■ **TASK DETAILS**:
Transcribe the listing below only from the line with "jersey, with integer pixel coordinates." up to and including the line with "Query: grass field".
● ● ●
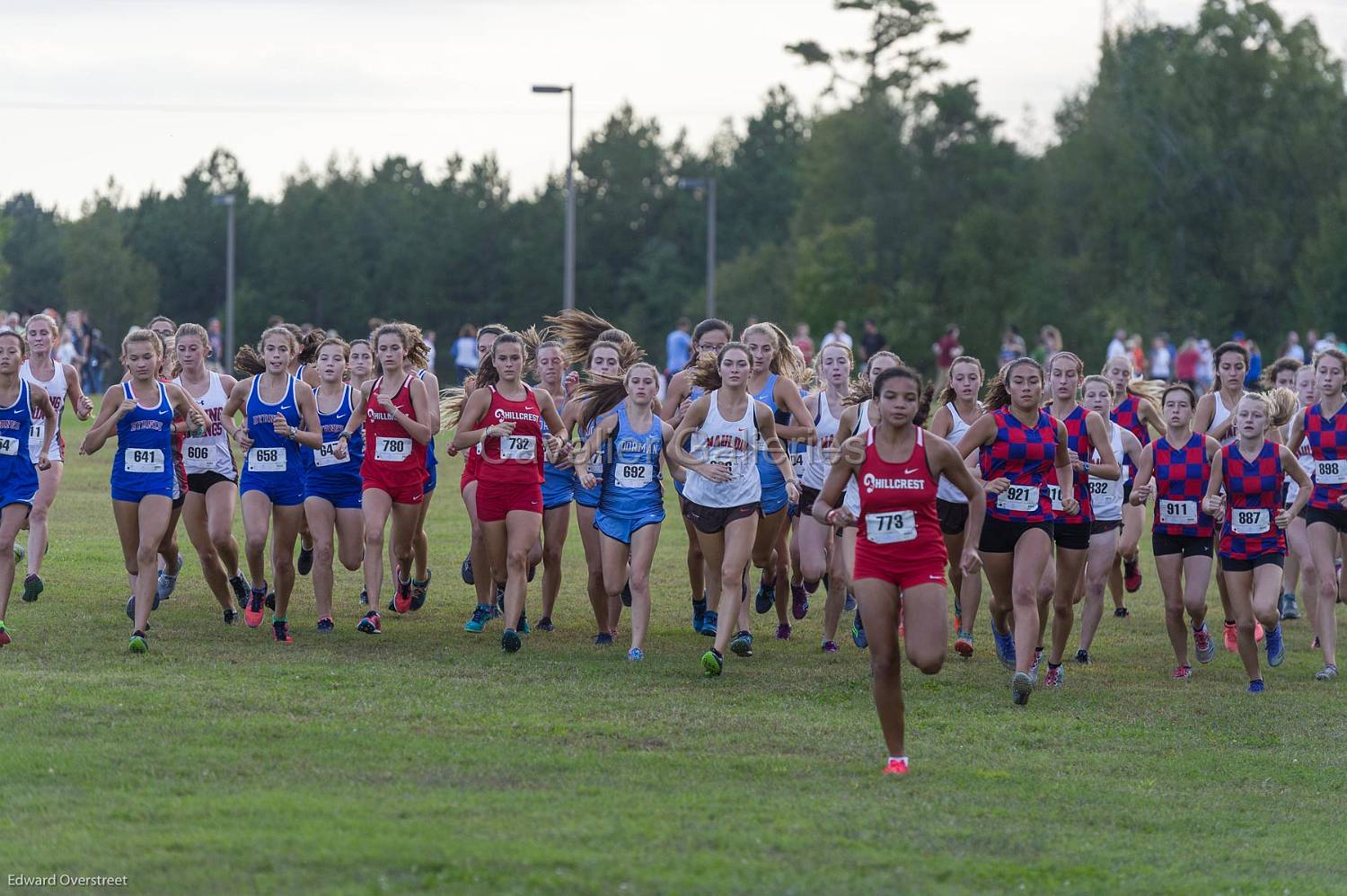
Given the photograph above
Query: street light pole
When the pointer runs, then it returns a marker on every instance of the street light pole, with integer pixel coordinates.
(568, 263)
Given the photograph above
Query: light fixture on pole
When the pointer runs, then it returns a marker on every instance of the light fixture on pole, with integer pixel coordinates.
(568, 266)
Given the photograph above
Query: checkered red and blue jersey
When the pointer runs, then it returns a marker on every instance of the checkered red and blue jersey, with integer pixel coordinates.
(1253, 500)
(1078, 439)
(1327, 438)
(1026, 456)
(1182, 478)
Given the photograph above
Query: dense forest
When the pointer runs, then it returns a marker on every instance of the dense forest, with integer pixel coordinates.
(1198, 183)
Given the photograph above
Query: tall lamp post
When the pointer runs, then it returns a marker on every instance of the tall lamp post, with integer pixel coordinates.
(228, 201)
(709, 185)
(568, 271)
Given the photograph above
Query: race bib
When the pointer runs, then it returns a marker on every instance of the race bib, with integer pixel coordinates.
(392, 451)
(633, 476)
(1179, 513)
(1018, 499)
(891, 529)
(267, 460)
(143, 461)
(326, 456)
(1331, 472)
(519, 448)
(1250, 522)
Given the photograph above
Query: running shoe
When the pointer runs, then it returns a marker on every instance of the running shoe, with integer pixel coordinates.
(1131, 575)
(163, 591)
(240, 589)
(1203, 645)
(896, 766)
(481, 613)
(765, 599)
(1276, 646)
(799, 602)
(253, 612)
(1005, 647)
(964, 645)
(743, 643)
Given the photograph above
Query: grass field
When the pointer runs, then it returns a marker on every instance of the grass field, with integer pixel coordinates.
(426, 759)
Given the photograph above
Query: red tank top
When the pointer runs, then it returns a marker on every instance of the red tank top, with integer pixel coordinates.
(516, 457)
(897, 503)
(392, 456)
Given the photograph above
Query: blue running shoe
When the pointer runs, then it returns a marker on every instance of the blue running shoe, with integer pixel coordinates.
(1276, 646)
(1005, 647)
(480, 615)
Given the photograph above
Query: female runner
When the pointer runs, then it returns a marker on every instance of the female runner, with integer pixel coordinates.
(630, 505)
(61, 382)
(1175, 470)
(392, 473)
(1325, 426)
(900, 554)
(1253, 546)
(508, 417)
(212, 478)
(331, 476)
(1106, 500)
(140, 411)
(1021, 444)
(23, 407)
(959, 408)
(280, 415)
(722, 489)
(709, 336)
● ● ●
■ **TASK OUTPUT**:
When the pointer runs, then it returns a marker on every instance of the checkered red and blue jersey, with integer pixel coordinates.
(1253, 500)
(1078, 439)
(1327, 438)
(1026, 456)
(1182, 478)
Given the photograph above
Query: dense forest
When the pointer runs, then it returns a marker on every instance of the dense forest, with integer pixel coordinates.
(1198, 183)
Given the photograph above
Query: tall lamp post
When the pointer runs, then it returns a marker on every instance of the tall lamp post, with integer pixel coordinates.
(228, 201)
(709, 185)
(568, 271)
Given the photograph above
Query: race bib
When the pointer runs, then it returns a marker on every instance of the race bib, with integer pixel coordinates.
(392, 451)
(633, 476)
(1179, 513)
(1018, 499)
(891, 529)
(267, 460)
(143, 461)
(326, 456)
(1331, 472)
(519, 448)
(1250, 522)
Given the photograph above
Query: running shoe
When the pointer runs, then it returns a marker on every instance of the running shoe, with integer pixel coordinates.
(1131, 575)
(163, 591)
(240, 589)
(1203, 645)
(896, 766)
(481, 613)
(765, 599)
(1276, 646)
(799, 602)
(253, 612)
(1005, 647)
(964, 645)
(743, 643)
Given the photograph above
Query: grass field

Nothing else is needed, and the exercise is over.